[Data entries]
>>
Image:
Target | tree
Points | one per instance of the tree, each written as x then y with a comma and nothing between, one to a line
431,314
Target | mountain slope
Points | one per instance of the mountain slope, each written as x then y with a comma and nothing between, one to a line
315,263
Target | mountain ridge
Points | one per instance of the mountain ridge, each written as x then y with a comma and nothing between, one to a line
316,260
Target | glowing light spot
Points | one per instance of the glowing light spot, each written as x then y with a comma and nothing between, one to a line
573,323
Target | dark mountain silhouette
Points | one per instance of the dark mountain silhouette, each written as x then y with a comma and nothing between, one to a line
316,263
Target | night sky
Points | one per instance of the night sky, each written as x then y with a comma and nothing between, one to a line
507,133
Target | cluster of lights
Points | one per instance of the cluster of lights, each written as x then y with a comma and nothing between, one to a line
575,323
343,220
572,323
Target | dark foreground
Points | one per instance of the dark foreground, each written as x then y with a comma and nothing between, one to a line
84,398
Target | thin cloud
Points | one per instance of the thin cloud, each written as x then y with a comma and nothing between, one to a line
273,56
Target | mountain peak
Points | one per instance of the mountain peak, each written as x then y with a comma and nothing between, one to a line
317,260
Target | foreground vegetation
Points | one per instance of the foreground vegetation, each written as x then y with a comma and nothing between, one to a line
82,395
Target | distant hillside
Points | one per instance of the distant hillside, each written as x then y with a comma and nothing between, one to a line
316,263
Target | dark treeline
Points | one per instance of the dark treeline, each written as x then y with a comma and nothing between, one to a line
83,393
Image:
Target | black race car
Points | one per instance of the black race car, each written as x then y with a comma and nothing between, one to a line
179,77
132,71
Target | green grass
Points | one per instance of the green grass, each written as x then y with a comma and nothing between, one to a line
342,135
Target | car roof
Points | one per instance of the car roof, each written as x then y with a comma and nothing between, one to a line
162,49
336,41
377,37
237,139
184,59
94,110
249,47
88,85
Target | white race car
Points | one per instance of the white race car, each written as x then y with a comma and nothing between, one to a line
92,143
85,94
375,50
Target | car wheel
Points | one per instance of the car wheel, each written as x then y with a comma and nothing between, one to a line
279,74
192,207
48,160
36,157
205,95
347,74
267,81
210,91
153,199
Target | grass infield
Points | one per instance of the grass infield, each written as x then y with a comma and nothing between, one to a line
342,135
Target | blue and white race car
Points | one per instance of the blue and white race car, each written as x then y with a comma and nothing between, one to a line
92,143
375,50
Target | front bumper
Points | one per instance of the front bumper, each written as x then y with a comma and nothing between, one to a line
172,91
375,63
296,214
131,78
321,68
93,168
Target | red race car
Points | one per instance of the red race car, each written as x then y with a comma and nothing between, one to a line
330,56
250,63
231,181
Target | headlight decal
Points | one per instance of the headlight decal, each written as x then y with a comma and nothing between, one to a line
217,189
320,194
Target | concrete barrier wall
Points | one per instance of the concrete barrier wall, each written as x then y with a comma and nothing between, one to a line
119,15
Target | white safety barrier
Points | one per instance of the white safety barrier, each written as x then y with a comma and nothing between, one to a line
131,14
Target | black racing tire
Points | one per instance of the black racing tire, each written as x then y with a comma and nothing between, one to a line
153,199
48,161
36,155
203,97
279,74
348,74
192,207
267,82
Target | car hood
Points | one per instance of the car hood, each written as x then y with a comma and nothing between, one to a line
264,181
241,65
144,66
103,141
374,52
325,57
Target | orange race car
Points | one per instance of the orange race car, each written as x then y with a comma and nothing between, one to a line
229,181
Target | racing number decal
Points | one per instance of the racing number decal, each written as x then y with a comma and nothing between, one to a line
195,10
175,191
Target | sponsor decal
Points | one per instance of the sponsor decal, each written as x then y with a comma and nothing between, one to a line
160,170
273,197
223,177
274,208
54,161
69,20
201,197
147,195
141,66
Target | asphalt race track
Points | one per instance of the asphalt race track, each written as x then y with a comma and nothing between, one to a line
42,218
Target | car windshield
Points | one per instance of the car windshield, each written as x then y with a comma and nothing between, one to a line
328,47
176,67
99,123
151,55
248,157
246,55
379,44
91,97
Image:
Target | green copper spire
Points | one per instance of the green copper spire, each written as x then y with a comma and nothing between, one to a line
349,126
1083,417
<<
> [Problem to solve]: I'd like the records returned exactly as they were written, please.

> [Finished exercise]:
Image:
Target | tree
Points | one per instance of the tree, each written as x then y with a comma and nothing between, one to a line
431,314
Target | mountain slope
Points | one per instance of the mountain slope, each written as x then y with a comma and nothing between, one to a line
315,263
Target | mountain ridge
Points | one per instance of the mountain ridge, each written as x then y with a comma and nothing between, one to a line
316,260
Target | glowing light spot
Points | one per instance of the glowing light spot, each written as x then y with a comma and nothing between, one to a line
573,323
Target | dark mountain silhouette
Points | one per instance of the dark mountain silhouette, each written as x then y with a comma and nothing between, one to a line
316,263
Target | night sky
Points | one per instance of the night sky, each written as x then y with a comma and nothing between, one to a line
507,133
Target | cluster of lights
Points | one per instance of the cluster of lights, each written as x then y with a comma and nothing between, one to a line
575,323
343,220
572,323
Target | dark foreground
Points | one per instance of the dark foreground, each written as x then y with a comma and nothing between, one to a line
84,398
Target | thin cloud
Points | one per instance of the thin cloud, each written as x then y with a comma and nothing between, one to a line
273,56
Target | mountain peak
Points | one per instance of the mountain peak, each written as x then y with a comma and nothing between, one to a line
317,260
Target | foreground vegetation
Points | one per instance of the foreground vegetation, each written as x then y with a comma and nothing between, one to a line
82,395
Target | distant hillside
Points | one per instance of the distant hillside, each written as x then y with a comma and nothing between, one to a line
316,263
Target | dark treeline
Points | one per instance of the dark treeline, each written as x then y with a comma and nothing between, one to a line
83,393
Image:
Target | black race car
Points | one per instance of the black race car, each written as x then y with a comma and nothing between, one to a line
179,77
132,71
Target | green grass
Points | one per instance of the green grass, each written as x then y with a comma and nothing between, one to a line
342,135
Target | car roof
Points | one per instance of the car roof, each written as x then y with a comma and nothing between, one to a line
162,49
336,41
377,37
237,139
184,59
94,110
249,47
88,85
Target | white race car
Points | one per instance of the white race car, each written as x then y with a comma and nothing between, one to a line
92,143
85,94
375,50
Target | car wheel
Points | one per instance of the car wheel, each written as x then y with a comma and nothing between, one to a line
279,74
192,207
48,160
36,157
205,95
347,74
267,81
210,91
153,199
Target | grass infield
Points | one per instance of the grass infield, each written as x then y with a comma and nothing between, one to a line
342,135
Target | blue and white race car
Points | one per instance of the blue and white race car, each written as x then y with a comma and nothing between, one to a line
92,143
375,50
Target | front bumper
Points | one per instance of the front bumper, each written as x then y with a comma and nothing between, one to a line
172,91
375,63
296,214
131,78
321,68
93,168
Target | red race car
Points | one per instance of the red race car, each written as x then y with a comma and nothing between, one to a line
330,56
250,63
231,181
Target | headlight decal
Points | one per instance of the headlight decal, each written as x then y with a comma and nothing between, one to a line
217,189
320,194
Target | concrete barrier wall
Points | one per instance of the concrete barrier wall, each written as x then y with a comma and nothing between, one to a line
119,15
Target | white safety barrier
Points | one per instance of the white safety barrier, each written as x then y with a comma and nothing between, one to a line
131,14
Target | black racing tire
Points | one per instance of the black racing tire, each written as x then y with a comma and nothing between, one to a line
153,199
48,161
36,155
203,97
279,74
348,74
192,207
267,82
Target | car hood
Points | one per instance of the car hood, each written as x then y with a comma and nothing between, one to a line
264,181
241,65
144,66
103,141
374,52
325,57
Target | orange race car
Points | one per instance of the orange race car, each written as x then y with a comma and nothing between, one to a line
229,181
Target | racing number decal
Points | one per instance of the racing number decal, each written as x then y with a comma and nothing between, one to a line
195,10
175,191
Target | sponsor decal
Points | one per instance of the sponsor decal, each written as x then y with a comma and nothing between, one to a line
160,170
273,197
223,177
274,208
54,161
69,20
201,197
147,195
141,66
Target | asphalt race track
Points | one per instance of the asphalt race track, each written as x then y with a comma and nothing between, one to a line
42,218
Target | car windshield
Points | one per instance of the car windshield, each written as x then y with a comma and nothing between, one to a line
328,47
176,67
99,123
151,55
248,157
246,55
379,44
91,97
Image:
Target | green copper spire
Points | one per instance of the green copper spire, each written as x then y with a comma and nothing between, one to a line
349,126
1083,417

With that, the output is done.